- **What you will do**:
A) According to the film review, why did Prokeš return to his village in the 1950s?
B) Continue the film review from the point where it stops.

- **Document section**:

## begin

Only the village hermit Prokeš (played by Jiří Menzel [IMDB] [CSFD]*[FDB]*) who lives in a house at the edge of town and refuses to have even electricity is unimpressed. But as is often case (my paternal grandmother's village had a very similar figure with a very similar story ;-), village hermit though he is, Prokeš is no dummy. A former physicist, he returned back to his village in the 1950s after being refused by the Communist authorities of the time the go-ahead on the construction of a particle accelerator that he tells faux cell-tower salesman/actual physics student Kája the Canadians built soon afterwards. Throughout the two college students' stay, he repeatedly engages the two in technical conversations about the cell tower to the increasing worry of Kája who feels he's onto them. Kája soon proves both scared of him and intrigued by him (as Kája's going to be going to CERN at the end of the summer, the site of the famous Hadron particle accelerator). Kája tells Filoš that there's no way that they're going to be able to pull this prank, which has turned into a potentially punishable scam off.
For his part Filoš is initially too distracted chasing after first the inn-keeper's daughter Verunka and then Pilka's rather neglected and (as we find later, abused) wife (played by Kateřina Winterová [IMDB] [CSFD]*[FDB]*) even as the various bribes start coming in.

## end

- **Provided data**:
## begin

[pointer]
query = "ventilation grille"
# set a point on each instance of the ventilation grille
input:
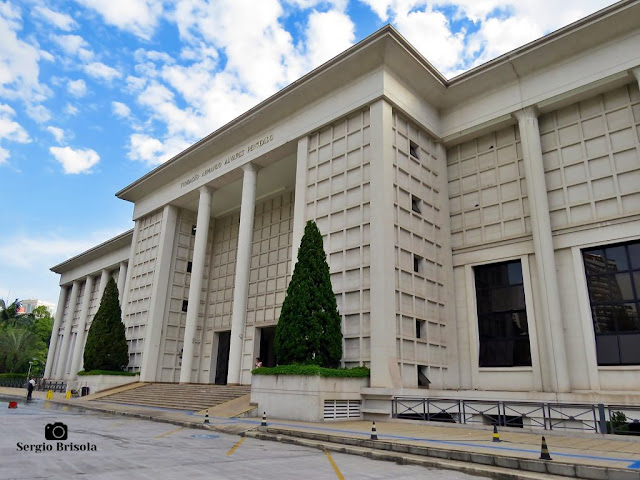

## end

- **Responses for each task**:
A) The Communist authorities refused him permission to build a particle accelerator.

B)
Now how to just get out of town? Well initially, they try to do what they've done in the other villages that they've pulled this prank on over the summer: After dutifully walking about the village and its surrounding fields and countryside with their very serious looking instrument, they announce to the villagers that they've taken their measurements and are going to send the results to HQ. "And?" ask the villagers. "Well, HQ will decide." But this time, each of the villagers has put some serious money down on the result going their way. They don't appear to be willing to accept the line. Filoš then grasps at a second straw: "Truth be told, we've found that EVERYONE ONE OF YOU would have a suitable site for the tower." "And?" respond the villagers. "Well, you've been so nice to us, all of you, that we feel that we really can't decide." ;-)
What now? Two scammers throw the question back to the villagers. They decide to "race for it" the next day riding motor-scooters up to a hilltop ruin of a castle nearby. "PERFECT," the two tell them and then request that they could stay with the village hermit (who lives at the edge of town) that night (hoping to get away). Well the next day, the villagers get on their motor scooters to race to the ruin of the nearby castle, while the two hope to run out of town in the opposite direction. But the two find that the villagers had removed the tires from their truck 'for safe keeping' and the motorbike that they find has little gas... in the meantime, the villagers race up the nearby hilltop castle ... and what do they find already being built there? ;-) ;-)
Pissed off, they race back down to catch the two scoundrels. Much still ensues as the two had been forced to try to flee without their truck (which the villagers had put on blocks) and then, surprise ... even the bribe money that they had received is ... gone. Who had it? If the two scoundrels didn't have it? Then who? And how much did everybody give these two clowns anyway? ;-)
So everybody finds that they have mud on their faces ;-) And much still has to be resolved. And it is, and as a good story, it all ends well ;-).
It's a goofy story, touching on some fairly important issues in the contemporary C.R., including, of course, corruption. But it ends also with a smile. And pretty much everybody wins.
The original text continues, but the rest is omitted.